Region labeling records:
** begin **

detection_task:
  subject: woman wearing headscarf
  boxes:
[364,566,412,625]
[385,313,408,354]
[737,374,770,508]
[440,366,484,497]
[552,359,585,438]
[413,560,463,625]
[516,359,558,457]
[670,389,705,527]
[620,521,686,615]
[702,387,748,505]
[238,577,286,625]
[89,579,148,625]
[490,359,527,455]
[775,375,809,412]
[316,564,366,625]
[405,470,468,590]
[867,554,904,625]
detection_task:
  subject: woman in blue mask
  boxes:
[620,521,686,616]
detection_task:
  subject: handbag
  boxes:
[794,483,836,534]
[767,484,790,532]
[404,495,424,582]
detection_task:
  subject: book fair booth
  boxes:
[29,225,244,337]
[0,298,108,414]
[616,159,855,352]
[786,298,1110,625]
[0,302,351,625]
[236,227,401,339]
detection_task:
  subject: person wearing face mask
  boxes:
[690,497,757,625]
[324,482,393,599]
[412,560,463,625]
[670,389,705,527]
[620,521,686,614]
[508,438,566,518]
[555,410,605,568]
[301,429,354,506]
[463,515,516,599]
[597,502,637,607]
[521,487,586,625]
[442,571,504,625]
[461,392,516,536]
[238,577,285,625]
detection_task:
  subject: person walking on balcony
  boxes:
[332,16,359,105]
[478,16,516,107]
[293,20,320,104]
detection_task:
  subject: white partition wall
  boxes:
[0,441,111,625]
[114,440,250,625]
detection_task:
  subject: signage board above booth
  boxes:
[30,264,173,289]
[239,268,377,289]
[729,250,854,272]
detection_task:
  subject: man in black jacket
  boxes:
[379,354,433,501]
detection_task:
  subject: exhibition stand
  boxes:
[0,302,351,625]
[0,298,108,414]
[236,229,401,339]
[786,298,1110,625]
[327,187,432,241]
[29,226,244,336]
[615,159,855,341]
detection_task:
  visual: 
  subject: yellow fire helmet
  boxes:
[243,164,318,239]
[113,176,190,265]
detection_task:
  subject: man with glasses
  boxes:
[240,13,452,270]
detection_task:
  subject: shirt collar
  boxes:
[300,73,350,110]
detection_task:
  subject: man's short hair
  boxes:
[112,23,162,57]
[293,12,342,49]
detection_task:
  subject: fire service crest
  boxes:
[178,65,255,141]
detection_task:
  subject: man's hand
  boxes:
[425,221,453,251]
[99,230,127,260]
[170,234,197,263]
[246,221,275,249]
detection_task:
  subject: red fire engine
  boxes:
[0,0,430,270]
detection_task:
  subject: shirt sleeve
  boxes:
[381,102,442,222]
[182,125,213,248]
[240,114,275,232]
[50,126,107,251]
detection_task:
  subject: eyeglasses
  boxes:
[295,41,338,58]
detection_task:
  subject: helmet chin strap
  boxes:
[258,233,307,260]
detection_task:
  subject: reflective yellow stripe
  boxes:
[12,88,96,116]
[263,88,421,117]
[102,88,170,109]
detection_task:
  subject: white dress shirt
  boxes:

** end **

Problem description:
Please copy out the material above verbatim, from its start down to the line containing "[316,564,366,625]", with both ends included.

Written solution:
detection_task:
  subject: woman wearing headscarf
  boxes:
[364,566,412,625]
[385,313,408,354]
[737,374,770,508]
[440,366,484,497]
[552,359,585,438]
[413,560,463,625]
[516,359,558,457]
[670,389,705,527]
[620,521,686,615]
[702,387,748,505]
[238,577,286,625]
[89,579,148,625]
[490,359,527,455]
[775,375,809,412]
[316,564,366,625]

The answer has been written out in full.